GIVEN EXERCISE
Can you arrange the stretch of the entries that opens with the line containing "[335, 102], one" and closes with the line containing "Query: pink wall", both included, as a Markdown table with the columns Row and Line? Number each line in Row, and leave out any blank lines.

= = =

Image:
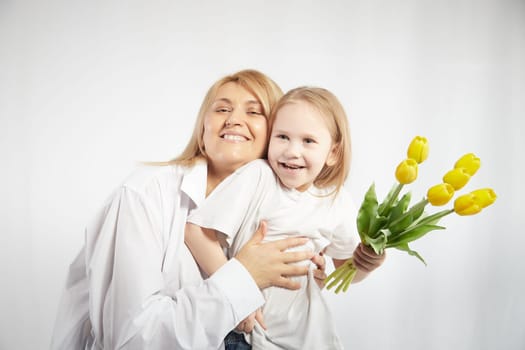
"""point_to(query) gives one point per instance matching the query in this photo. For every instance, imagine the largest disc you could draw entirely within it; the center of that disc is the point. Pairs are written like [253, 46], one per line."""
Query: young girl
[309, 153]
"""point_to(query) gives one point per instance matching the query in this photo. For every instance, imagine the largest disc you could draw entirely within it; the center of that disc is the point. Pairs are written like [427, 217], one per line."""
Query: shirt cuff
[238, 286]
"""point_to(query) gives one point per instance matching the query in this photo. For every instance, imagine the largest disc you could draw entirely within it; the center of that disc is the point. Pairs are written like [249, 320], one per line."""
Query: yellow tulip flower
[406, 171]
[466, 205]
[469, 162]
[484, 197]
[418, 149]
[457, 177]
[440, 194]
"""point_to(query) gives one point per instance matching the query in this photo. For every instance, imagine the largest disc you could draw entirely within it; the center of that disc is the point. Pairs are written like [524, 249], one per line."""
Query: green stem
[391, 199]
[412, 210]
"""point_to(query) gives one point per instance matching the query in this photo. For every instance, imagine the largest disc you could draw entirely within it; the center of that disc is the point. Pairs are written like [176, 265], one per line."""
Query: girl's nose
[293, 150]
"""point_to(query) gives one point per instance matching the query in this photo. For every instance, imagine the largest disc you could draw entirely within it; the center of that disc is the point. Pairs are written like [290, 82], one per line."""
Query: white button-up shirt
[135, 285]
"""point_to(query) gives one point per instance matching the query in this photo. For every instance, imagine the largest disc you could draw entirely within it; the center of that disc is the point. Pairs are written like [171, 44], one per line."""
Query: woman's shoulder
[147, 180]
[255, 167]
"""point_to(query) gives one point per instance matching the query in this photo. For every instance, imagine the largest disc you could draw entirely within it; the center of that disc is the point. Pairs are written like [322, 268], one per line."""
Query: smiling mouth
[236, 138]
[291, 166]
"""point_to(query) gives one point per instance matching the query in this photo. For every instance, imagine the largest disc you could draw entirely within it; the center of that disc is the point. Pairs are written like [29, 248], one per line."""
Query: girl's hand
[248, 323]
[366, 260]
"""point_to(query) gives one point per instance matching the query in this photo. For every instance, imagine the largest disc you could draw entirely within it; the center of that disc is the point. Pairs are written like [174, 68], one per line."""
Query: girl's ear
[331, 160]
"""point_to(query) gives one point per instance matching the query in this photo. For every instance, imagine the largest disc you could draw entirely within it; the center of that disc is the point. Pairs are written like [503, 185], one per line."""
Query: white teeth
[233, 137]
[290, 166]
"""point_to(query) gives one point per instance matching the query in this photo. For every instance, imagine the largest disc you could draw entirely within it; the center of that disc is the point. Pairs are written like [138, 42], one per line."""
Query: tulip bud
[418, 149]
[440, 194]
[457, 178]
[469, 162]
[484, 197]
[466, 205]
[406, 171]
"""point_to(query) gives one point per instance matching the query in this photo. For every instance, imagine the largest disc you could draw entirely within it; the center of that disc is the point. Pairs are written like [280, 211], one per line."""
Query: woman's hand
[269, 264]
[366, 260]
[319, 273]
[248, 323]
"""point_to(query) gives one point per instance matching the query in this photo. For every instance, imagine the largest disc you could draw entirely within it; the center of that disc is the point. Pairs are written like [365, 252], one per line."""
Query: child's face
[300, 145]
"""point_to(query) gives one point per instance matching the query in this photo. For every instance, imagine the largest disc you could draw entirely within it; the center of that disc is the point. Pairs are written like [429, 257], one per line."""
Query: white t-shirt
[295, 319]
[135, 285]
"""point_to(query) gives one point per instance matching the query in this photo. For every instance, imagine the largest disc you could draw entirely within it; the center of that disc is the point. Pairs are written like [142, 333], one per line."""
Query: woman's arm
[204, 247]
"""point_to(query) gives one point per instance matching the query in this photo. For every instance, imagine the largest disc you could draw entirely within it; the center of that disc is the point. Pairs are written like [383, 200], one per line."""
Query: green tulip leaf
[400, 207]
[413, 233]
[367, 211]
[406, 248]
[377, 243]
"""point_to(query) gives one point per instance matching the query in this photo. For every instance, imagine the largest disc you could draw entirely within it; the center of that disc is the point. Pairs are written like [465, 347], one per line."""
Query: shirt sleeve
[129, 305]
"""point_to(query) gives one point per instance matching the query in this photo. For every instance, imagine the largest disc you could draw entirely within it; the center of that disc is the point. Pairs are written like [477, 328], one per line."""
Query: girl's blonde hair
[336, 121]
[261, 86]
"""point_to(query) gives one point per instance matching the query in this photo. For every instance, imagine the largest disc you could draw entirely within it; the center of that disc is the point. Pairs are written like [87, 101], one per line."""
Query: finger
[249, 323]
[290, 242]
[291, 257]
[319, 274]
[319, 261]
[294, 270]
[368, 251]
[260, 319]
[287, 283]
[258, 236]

= = =

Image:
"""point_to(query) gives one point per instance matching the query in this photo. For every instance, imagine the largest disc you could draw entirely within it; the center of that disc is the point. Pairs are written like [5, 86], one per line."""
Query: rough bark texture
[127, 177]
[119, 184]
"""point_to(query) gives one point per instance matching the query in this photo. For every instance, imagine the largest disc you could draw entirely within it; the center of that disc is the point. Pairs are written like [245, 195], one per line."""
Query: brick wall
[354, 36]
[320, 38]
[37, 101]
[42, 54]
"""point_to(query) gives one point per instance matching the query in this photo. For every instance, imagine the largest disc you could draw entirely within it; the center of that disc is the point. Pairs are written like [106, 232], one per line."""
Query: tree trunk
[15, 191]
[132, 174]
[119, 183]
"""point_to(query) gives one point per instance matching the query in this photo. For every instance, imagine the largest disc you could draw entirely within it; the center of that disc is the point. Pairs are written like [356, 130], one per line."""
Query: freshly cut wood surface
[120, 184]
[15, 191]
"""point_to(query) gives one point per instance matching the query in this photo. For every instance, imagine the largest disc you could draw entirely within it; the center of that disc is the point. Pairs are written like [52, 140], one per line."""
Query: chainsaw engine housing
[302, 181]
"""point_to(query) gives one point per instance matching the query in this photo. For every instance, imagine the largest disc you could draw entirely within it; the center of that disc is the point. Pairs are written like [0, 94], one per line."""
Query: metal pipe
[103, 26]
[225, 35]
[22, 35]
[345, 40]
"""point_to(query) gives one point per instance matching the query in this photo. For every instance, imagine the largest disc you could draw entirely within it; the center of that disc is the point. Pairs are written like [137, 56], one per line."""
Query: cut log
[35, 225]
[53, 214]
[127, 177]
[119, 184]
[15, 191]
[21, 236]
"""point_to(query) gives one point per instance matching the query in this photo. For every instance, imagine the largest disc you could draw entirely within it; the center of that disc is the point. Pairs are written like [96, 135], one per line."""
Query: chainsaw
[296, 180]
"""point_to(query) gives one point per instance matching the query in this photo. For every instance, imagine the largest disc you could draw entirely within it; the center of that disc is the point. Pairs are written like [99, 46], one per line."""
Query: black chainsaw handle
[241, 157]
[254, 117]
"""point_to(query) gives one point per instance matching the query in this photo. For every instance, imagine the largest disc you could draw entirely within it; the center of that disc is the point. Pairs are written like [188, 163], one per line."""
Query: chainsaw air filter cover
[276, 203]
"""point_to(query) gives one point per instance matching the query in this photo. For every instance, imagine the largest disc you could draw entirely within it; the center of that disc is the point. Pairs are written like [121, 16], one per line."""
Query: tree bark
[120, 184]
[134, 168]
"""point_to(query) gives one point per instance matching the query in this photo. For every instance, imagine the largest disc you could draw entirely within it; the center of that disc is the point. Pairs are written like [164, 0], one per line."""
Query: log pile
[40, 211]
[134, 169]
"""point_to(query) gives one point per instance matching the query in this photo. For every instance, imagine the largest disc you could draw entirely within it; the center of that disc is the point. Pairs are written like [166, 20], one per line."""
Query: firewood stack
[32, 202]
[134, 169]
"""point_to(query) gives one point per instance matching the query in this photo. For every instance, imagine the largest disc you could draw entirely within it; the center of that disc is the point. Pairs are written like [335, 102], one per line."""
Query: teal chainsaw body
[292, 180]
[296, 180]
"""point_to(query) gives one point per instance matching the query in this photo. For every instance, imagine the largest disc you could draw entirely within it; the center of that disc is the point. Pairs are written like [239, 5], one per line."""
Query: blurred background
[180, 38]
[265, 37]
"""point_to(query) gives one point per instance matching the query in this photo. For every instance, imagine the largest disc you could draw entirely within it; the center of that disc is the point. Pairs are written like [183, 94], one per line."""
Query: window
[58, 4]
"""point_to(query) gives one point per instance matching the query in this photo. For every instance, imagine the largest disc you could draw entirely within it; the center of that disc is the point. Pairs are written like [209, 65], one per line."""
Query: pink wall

= = =

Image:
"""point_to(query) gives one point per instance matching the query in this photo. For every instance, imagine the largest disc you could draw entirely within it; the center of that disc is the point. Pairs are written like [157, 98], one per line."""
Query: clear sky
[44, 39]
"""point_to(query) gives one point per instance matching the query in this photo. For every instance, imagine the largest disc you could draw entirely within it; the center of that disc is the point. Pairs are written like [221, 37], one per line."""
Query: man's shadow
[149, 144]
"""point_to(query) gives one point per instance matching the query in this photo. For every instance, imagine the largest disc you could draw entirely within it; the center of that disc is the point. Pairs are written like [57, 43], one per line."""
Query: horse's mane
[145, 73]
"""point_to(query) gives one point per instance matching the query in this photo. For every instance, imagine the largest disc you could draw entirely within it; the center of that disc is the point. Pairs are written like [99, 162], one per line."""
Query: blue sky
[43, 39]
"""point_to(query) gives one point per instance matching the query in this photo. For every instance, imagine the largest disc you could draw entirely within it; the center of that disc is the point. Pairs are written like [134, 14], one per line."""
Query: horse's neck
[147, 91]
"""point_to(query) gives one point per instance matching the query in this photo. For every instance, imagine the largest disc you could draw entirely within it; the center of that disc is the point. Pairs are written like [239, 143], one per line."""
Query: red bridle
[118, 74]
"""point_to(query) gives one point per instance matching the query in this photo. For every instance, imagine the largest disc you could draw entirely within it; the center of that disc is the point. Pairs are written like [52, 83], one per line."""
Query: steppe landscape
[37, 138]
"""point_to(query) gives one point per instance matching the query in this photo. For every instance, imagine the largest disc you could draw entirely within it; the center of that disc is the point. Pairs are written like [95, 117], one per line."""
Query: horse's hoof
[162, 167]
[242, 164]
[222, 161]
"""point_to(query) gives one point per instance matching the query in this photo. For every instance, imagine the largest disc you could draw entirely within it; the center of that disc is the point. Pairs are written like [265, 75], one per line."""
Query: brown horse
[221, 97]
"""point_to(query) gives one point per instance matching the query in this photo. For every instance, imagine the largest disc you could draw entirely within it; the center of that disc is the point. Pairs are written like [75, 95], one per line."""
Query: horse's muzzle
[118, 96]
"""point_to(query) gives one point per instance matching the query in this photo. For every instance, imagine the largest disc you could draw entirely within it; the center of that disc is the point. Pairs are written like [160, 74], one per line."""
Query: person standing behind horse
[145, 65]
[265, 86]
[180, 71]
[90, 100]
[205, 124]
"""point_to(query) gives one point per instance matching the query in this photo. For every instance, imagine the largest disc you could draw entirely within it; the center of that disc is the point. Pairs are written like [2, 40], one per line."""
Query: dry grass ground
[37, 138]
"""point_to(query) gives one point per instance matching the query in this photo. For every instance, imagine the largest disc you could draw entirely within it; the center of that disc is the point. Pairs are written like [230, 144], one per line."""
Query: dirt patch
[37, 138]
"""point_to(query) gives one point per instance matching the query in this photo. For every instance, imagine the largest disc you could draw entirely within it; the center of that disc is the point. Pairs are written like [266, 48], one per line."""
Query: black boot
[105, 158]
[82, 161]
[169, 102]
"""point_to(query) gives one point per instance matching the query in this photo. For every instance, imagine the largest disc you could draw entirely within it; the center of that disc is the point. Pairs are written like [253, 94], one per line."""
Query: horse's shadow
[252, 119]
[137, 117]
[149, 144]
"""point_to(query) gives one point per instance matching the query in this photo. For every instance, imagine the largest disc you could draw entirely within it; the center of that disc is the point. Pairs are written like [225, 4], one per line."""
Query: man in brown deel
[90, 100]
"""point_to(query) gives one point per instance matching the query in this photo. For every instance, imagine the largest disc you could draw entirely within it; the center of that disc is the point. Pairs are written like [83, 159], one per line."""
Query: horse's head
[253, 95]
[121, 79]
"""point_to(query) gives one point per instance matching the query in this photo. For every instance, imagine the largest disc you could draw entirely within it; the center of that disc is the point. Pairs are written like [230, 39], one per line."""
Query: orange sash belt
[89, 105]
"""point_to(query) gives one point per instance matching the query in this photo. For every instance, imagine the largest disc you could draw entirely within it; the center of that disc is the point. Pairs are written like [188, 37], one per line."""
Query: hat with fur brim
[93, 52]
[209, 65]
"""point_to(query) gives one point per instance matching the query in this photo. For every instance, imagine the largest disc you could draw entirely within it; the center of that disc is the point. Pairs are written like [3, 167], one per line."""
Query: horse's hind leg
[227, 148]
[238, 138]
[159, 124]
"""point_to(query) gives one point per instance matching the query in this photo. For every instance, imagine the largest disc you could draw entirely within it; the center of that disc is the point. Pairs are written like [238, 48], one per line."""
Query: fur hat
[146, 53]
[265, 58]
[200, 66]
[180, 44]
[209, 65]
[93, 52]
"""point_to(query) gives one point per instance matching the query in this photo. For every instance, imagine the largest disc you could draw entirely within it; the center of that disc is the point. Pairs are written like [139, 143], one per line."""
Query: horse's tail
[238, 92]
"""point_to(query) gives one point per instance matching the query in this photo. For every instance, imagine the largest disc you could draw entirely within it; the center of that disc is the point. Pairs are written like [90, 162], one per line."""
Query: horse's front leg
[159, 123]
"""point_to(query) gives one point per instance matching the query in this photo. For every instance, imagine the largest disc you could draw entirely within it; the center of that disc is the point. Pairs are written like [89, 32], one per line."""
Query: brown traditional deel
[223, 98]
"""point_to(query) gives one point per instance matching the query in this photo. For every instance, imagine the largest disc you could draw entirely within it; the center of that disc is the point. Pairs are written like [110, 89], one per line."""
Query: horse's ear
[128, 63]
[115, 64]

= = =

EXPECTED ANSWER
| Row | Line |
|---|---|
| 1 | """point_to(query) gives one point per instance matching the query in this photo. For every instance, imagine the largest disc you could draw entirely within it; the center of that disc is the point. Pairs are written like [335, 102], one per line.""" |
| 2 | Query: teal chainsaw body |
| 3 | [292, 180] |
| 4 | [296, 180] |
| 5 | """point_to(query) gives one point per instance matching the query in this photo. For every instance, imagine the largest disc you could draw entirely within it; the center of that disc is the point. Pairs are written like [239, 5], one per line.""" |
| 6 | Query: blurred background |
| 7 | [180, 38] |
| 8 | [265, 37] |
| 9 | """point_to(query) gives one point per instance matching the query in this photo. For every instance, imagine the largest disc you could draw entirely within it; the center of that disc is the point. Pairs are written like [183, 94], one per line.""" |
| 10 | Query: window |
| 11 | [58, 4] |
| 12 | """point_to(query) gives one point per instance matching the query in this photo. For every instance, imagine the largest disc you could draw entirely within it; the center of that disc is the point. Pairs are written like [209, 65], one per line.""" |
| 13 | Query: pink wall |